| TASK DESCRIPTION |
Search the data below for the word "ribbon" and report how many lines contain it, with no added words.

Data extracted from a collection
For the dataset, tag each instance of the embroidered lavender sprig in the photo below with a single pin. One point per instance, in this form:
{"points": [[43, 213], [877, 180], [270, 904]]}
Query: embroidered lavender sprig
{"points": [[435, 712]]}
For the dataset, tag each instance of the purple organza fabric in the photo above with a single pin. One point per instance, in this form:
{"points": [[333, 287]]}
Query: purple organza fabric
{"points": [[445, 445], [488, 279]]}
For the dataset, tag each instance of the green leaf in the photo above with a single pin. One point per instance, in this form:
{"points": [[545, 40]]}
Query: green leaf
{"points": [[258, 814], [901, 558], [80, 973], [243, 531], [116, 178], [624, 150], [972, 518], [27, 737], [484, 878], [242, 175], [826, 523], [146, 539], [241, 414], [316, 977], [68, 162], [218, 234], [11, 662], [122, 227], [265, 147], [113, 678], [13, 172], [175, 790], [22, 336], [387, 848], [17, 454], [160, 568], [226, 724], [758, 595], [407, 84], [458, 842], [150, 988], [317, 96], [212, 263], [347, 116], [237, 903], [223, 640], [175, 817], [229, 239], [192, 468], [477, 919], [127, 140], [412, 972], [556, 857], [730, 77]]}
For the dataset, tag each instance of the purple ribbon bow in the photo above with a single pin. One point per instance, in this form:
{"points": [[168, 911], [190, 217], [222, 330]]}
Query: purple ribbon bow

| WRITTEN RESPONSE |
2